• _TO DO_:
The data beneath this task has to be reprinted character for character.

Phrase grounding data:
=======

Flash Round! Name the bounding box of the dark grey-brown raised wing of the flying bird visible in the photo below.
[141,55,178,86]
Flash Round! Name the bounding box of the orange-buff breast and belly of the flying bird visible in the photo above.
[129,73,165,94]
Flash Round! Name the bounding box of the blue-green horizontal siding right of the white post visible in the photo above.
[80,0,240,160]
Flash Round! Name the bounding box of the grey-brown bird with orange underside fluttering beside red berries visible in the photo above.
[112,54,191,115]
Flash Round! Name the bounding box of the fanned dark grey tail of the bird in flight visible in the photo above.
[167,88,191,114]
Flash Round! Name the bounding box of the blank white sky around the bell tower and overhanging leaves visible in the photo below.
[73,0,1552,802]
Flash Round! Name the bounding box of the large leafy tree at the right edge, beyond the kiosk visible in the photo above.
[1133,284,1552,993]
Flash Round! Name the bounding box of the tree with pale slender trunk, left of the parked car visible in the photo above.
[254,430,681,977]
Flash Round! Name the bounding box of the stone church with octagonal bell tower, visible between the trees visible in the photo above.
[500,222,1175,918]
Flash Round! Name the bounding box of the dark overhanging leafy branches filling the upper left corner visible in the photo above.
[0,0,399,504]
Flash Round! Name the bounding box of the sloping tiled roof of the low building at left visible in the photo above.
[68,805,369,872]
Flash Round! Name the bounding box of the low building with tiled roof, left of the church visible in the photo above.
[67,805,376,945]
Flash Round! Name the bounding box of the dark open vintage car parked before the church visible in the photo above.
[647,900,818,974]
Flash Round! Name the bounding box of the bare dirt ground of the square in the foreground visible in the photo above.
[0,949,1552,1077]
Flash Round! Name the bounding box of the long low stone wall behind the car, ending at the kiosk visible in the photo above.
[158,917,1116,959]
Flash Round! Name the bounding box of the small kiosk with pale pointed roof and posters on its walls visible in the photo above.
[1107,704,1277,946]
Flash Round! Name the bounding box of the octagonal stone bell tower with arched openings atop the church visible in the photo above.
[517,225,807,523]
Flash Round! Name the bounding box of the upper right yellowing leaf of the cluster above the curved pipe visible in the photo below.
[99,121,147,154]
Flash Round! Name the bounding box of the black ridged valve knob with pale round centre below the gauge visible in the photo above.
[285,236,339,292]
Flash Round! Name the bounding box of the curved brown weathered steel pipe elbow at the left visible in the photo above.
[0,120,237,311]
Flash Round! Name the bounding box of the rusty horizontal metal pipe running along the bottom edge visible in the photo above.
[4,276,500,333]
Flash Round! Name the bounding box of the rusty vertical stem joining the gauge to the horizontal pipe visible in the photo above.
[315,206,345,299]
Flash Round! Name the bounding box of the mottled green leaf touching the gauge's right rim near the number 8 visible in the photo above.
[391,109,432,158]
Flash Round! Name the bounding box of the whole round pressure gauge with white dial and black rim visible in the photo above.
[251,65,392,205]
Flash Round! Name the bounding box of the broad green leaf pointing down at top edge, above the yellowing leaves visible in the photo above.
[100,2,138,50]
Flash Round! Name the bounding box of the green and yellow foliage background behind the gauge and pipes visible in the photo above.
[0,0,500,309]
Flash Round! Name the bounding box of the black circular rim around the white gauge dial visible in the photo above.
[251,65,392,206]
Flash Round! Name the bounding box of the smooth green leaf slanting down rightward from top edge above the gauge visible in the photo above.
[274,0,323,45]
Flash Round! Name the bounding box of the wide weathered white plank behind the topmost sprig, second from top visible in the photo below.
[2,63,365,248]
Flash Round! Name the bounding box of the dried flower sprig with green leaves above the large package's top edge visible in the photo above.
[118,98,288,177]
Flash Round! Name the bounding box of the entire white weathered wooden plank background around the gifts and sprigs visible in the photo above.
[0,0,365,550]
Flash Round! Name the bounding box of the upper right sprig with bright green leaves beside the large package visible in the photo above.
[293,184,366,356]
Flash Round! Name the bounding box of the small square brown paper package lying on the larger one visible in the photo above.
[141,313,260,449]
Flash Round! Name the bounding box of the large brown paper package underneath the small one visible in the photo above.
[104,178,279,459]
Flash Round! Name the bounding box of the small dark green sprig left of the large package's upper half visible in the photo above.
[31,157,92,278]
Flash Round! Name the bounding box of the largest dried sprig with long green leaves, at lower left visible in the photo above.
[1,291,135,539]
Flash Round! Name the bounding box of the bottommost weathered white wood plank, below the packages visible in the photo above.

=======

• _OUTPUT OF THE TASK_:
Flash Round! Name the bounding box of the dark grey-brown raised wing of the flying bird visible in the photo below.
[141,55,178,86]
Flash Round! Name the bounding box of the orange-buff breast and belly of the flying bird visible in the photo above.
[129,73,165,94]
Flash Round! Name the bounding box of the blue-green horizontal siding right of the white post visible in the photo above.
[80,0,240,160]
Flash Round! Name the bounding box of the grey-brown bird with orange underside fluttering beside red berries visible in the photo above.
[112,54,191,115]
Flash Round! Name the bounding box of the fanned dark grey tail of the bird in flight visible in the photo above.
[167,88,191,114]
Flash Round! Name the bounding box of the blank white sky around the bell tower and overhanging leaves visible in the photo below.
[73,0,1552,802]
Flash Round! Name the bounding box of the large leafy tree at the right edge, beyond the kiosk visible in the photo above.
[1133,284,1552,993]
Flash Round! Name the bounding box of the tree with pale slender trunk, left of the parked car visible in the photo above.
[254,430,681,977]
Flash Round! Name the bounding box of the stone church with octagonal bell tower, visible between the trees visible in the photo above.
[500,222,1175,918]
Flash Round! Name the bounding box of the dark overhanging leafy branches filling the upper left corner visible in the photo above.
[0,0,399,504]
Flash Round! Name the bounding box of the sloping tiled roof of the low building at left visible in the photo above.
[68,805,369,872]
Flash Round! Name the bounding box of the low building with tiled roof, left of the church visible in the photo above.
[67,805,376,945]
Flash Round! Name the bounding box of the dark open vintage car parked before the church visible in the photo above.
[647,900,818,974]
Flash Round! Name the bounding box of the bare dirt ground of the square in the foreground visible in the photo above.
[0,949,1552,1077]
Flash Round! Name the bounding box of the long low stone wall behind the car, ending at the kiosk visible in the photo above.
[158,917,1116,959]
Flash Round! Name the bounding box of the small kiosk with pale pointed roof and posters on its walls visible in the photo above.
[1107,704,1277,946]
Flash Round! Name the bounding box of the octagonal stone bell tower with arched openings atop the church visible in the photo above.
[517,225,807,523]
Flash Round! Name the bounding box of the upper right yellowing leaf of the cluster above the curved pipe visible in the photo below.
[99,121,147,154]
Flash Round! Name the bounding box of the black ridged valve knob with pale round centre below the gauge visible in the photo above.
[285,236,339,292]
Flash Round! Name the bounding box of the curved brown weathered steel pipe elbow at the left visible in the photo above.
[0,120,237,311]
Flash Round! Name the bounding box of the rusty horizontal metal pipe running along the bottom edge visible in the photo above.
[4,276,500,333]
Flash Round! Name the bounding box of the rusty vertical stem joining the gauge to the horizontal pipe visible in the photo above.
[315,206,345,299]
Flash Round! Name the bounding box of the mottled green leaf touching the gauge's right rim near the number 8 visible in the photo above.
[391,109,432,158]
Flash Round! Name the bounding box of the whole round pressure gauge with white dial and black rim visible in the photo above.
[251,65,392,205]
Flash Round! Name the bounding box of the broad green leaf pointing down at top edge, above the yellowing leaves visible in the photo above.
[100,2,138,50]
Flash Round! Name the bounding box of the green and yellow foliage background behind the gauge and pipes visible in the photo above.
[0,0,500,309]
Flash Round! Name the bounding box of the black circular rim around the white gauge dial visible in the photo above.
[251,65,392,206]
Flash Round! Name the bounding box of the smooth green leaf slanting down rightward from top edge above the gauge visible in the photo above.
[274,0,323,45]
Flash Round! Name the bounding box of the wide weathered white plank behind the topmost sprig, second from top visible in the photo below.
[2,63,365,248]
Flash Round! Name the bounding box of the dried flower sprig with green leaves above the large package's top edge visible in the photo above.
[118,98,288,177]
Flash Round! Name the bounding box of the entire white weathered wooden plank background around the gifts and sprigs visible in the photo above.
[0,0,365,550]
Flash Round! Name the bounding box of the upper right sprig with bright green leaves beside the large package visible in the photo above.
[293,184,366,356]
Flash Round! Name the bounding box of the small square brown paper package lying on the larger one visible in the photo above.
[141,313,260,449]
Flash Round! Name the bounding box of the large brown paper package underneath the small one visible in the photo above.
[104,178,279,459]
Flash Round! Name the bounding box of the small dark green sprig left of the large package's upper half visible in the photo above.
[31,157,92,278]
Flash Round! Name the bounding box of the largest dried sprig with long green leaves, at lower left visible in the photo above.
[1,291,135,539]
Flash Round! Name the bounding box of the bottommost weathered white wood plank, below the packages visible in the photo above.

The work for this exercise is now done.